Problem 1: Please reproduce the entries about mottled neck plumage word for word, leaving out the pictures.

Document extract:
——————————

Model A: Presentation & Discussion
⏱️
Duration ≈60 minutes (flexible)
🎯
Focus Simplification & Analogies
💡
Topic Technical communication
🗣️
Format Presentation practice
💬
Opening – Real-World Trigger
≈5-10 min • Connect to actual frustrations

🎯 Goal: Start with a real frustrating situation explaining tech

Share a trigger moment (choose one that feels authentic):

Option 1: "I just got out of a meeting where our CEO kept asking 'But why can't you just add that feature? It's just one button.' I tried explaining technical debt but his eyes glazed over. Anyone else deal with this?"
Option 2: "My mom called me yesterday to fix her email. I said 'just clear your cache' and she said 'clear my WHAT?' Made me realize how much jargon we use without thinking..."
Option 3: "A PM asked me yesterday to explain why we can't just 'copy-paste the code from the old app.' I had to stop and think—how do I explain technical debt to someone who's never coded?"

Then naturally ask: "When's the last time you had to explain something technical to someone who just didn't get it?"

💡 Important: Share REAL frustration, not sanitized stories. "My PM thinks everything is just 'adding a button'..." This builds authentic connection and gets students laughing about shared struggles.

🛠️ Facilitation Toolkit: If Struggling to Recall

  • "Think about your last sprint planning meeting—did anyone ask a question that showed they didn't understand the technical work?"
  • "Has a family member ever asked what you do for a living and looked confused when you explained?"
  • "When's the last time you had to write documentation? Who was it for?"
📚
Vocabulary Bank – Simplification Phrases
≈8-12 min • Learn through natural examples

📖 Phrases for Explaining Tech Simply

Demonstrate these by explaining a concept (like "What is an API?") in a complete dialogue:

Complete Example Dialogue – Explaining an API:

Non-tech person: "What's an API? Everyone keeps mentioning it in meetings."
You: "Good question! In simple terms, an API is like a waiter at a restaurant."
Non-tech person: "A waiter? How?"
You: "Think of it like this: You (the app) tell the waiter (the API) what you want. The waiter takes your request to the kitchen (the server), and brings back your food (the data)."
Non-tech person: "Oh! So it's like a messenger between two systems?"
You: "Exactly! To put it another way, it's a translator that lets different programs talk to each other."
Non-tech person: "But why is it important?"
You: "The key thing to understand is that without APIs, every app would need to build everything from scratch. APIs let us use existing services."
Phrase Natural Usage in Conversation
In simple terms... "In simple terms, an API is like a waiter at a restaurant"

——————————

Input:

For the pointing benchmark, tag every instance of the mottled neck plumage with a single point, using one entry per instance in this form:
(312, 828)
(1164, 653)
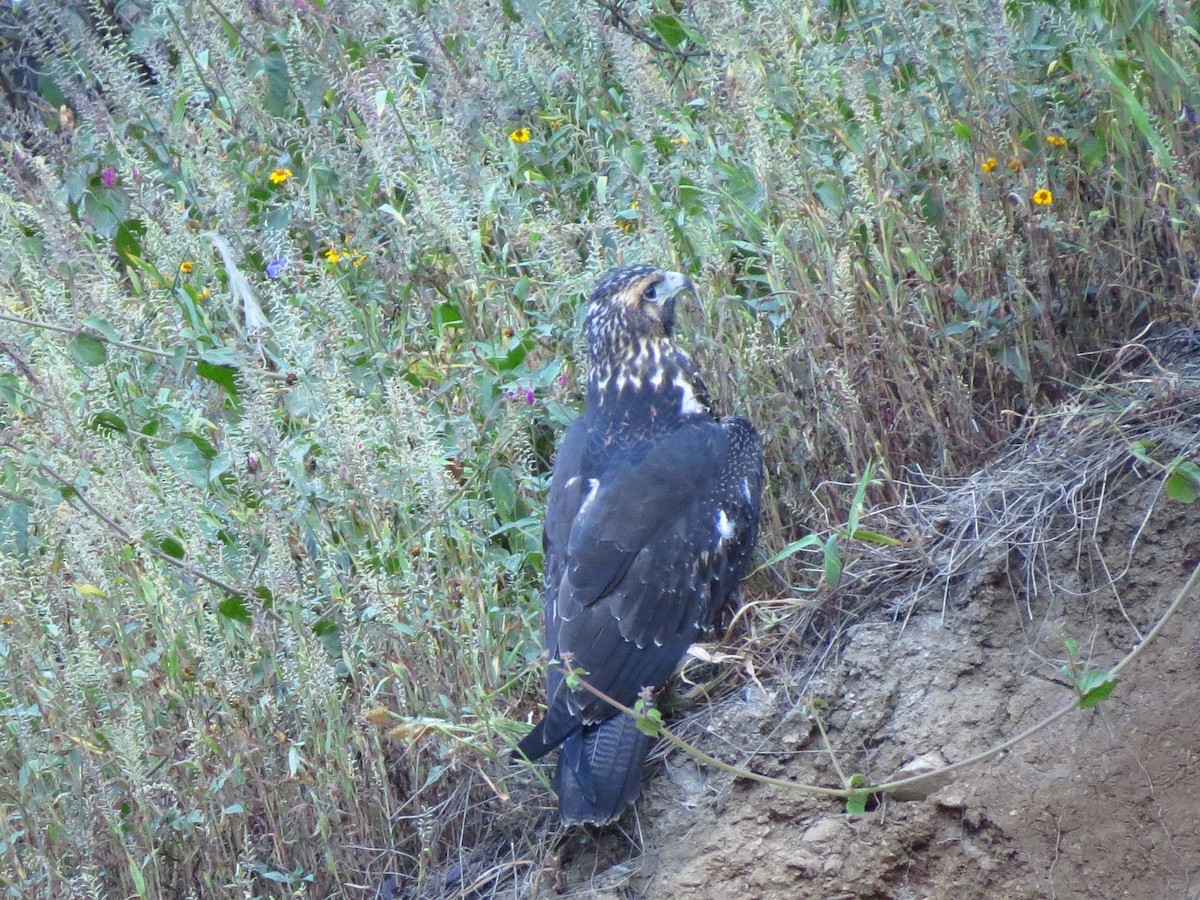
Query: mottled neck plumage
(648, 382)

——————————

Problem 2: According to the lesson plan on technical communication, why should the opening use real frustration instead of sanitized stories? Answer in one to three sentences.

Full output 1:
For the pointing benchmark, tag every instance of the mottled neck plumage with a single point, using one entry per instance in this form:
(312, 828)
(1164, 653)
Query: mottled neck plumage
(648, 382)

Full output 2: Real frustration builds an authentic connection with the students. It also gets them laughing about struggles they share.